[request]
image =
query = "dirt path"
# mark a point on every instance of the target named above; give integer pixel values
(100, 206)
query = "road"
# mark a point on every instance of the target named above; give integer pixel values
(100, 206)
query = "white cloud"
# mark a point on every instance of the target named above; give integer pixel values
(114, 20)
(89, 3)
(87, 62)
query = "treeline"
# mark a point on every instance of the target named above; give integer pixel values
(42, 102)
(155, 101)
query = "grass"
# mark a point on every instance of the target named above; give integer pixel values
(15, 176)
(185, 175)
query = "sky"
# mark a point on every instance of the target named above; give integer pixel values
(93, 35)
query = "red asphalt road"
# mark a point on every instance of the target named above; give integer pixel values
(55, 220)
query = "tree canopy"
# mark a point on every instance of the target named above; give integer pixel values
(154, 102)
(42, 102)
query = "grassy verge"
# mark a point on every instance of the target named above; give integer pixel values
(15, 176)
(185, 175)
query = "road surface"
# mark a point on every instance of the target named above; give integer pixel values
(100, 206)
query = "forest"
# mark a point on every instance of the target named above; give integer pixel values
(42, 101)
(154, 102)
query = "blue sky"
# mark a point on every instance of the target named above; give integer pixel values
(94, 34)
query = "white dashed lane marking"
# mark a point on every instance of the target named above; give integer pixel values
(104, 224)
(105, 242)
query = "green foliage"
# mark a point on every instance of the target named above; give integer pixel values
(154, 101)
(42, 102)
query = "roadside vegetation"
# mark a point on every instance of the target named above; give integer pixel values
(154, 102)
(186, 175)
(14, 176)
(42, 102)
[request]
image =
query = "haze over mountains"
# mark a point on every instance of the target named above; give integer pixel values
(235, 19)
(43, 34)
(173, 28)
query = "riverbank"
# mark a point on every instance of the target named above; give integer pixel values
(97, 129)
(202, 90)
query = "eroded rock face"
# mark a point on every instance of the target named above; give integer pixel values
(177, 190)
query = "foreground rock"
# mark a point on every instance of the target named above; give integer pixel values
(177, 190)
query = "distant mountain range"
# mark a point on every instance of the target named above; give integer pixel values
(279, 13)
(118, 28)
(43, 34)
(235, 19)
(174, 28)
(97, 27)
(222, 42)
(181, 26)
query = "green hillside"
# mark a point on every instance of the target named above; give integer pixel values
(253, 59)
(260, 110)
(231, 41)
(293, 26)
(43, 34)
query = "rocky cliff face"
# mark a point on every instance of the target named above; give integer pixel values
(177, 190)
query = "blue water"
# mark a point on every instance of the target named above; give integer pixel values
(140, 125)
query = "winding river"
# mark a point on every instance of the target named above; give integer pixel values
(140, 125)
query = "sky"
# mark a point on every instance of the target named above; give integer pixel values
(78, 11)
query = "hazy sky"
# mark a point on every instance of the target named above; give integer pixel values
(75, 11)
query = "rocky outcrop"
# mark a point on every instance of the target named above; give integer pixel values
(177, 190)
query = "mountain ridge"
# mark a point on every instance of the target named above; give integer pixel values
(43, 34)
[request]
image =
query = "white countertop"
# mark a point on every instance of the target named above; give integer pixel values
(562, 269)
·····
# Work instructions
Write out all of the records above exactly as they appear.

# Exercise solution
[request]
image =
query = "dirt path"
# mark a point on every instance of the target named above; give integer pixel values
(100, 206)
query = "road"
# mark a point on every instance of the target named above; give integer pixel values
(100, 206)
query = "white cloud"
# mark a point on every instance of the target named above; give integer pixel values
(114, 20)
(89, 3)
(87, 62)
query = "treeline"
# mark a point on every instance of the target named above; give integer pixel values
(42, 102)
(155, 101)
query = "grass"
# mark a point on every instance of the target named above; give integer pixel values
(15, 176)
(185, 175)
query = "sky"
# mark a point on every instance of the target named above; give integer pixel values
(93, 35)
query = "red asphalt road"
# mark a point on every instance of the target named above; give integer pixel values
(55, 220)
query = "tree canopy"
# mark a point on every instance of the target named above; give integer pixel values
(154, 102)
(42, 102)
query = "grassy verge"
# mark a point on every instance of the target named above; give integer pixel values
(15, 176)
(185, 175)
query = "road surface"
# mark a point on every instance of the target named above; give integer pixel values
(100, 206)
query = "forest"
# mark a point on every instance of the target named above; give integer pixel values
(42, 101)
(154, 102)
query = "blue sky"
# mark a point on every instance of the target named above; give integer pixel values
(94, 34)
query = "white dashed lane marking"
# mark a point on every instance of the target named above; give integer pixel values
(104, 224)
(105, 242)
query = "green foliage"
# mark a point on every instance of the target named above; give integer pixel values
(154, 101)
(42, 102)
query = "roadside vegetation"
# mark a point on every instance of the target named above; give integer pixel values
(154, 102)
(186, 175)
(14, 176)
(42, 102)
[request]
image =
query = "haze over mountains"
# mark a point on every instance of the target named above; give integer pixel values
(235, 19)
(43, 34)
(173, 28)
query = "riverbank"
# mark a point on every instance of the target named above; give integer pixel values
(97, 129)
(202, 90)
query = "eroded rock face"
# mark a point on every instance of the target named above; give integer pixel values
(177, 190)
query = "foreground rock"
# mark a point on every instance of the target named above; give integer pixel values
(177, 190)
query = "distant mountain range"
# mark a point on every instance of the target named above; give integer pixel values
(279, 13)
(118, 28)
(43, 34)
(235, 19)
(174, 28)
(97, 27)
(222, 42)
(181, 26)
query = "green hillside"
# mark a point on every instance of the target named above; give integer pixel values
(253, 59)
(260, 110)
(231, 41)
(293, 26)
(43, 34)
query = "rocky cliff face"
# mark a point on every instance of the target named above; give integer pixel values
(177, 190)
query = "blue water"
# mark a point on every instance of the target named above; give integer pixel values
(140, 125)
query = "winding river"
# mark a point on every instance of the target named above; give integer pixel values
(140, 125)
query = "sky"
# mark a point on every instance of the target named above; give integer pixel values
(78, 11)
query = "hazy sky"
# mark a point on every instance of the target named above; give integer pixel values
(75, 11)
query = "rocky outcrop"
# mark a point on every instance of the target named above; give integer pixel values
(177, 190)
query = "mountain ridge"
# mark a point on every instance of the target named above; give integer pixel values
(43, 34)
[request]
image =
query = "white countertop"
# mark a point on every instance of the target named above; give integer pixel values
(562, 269)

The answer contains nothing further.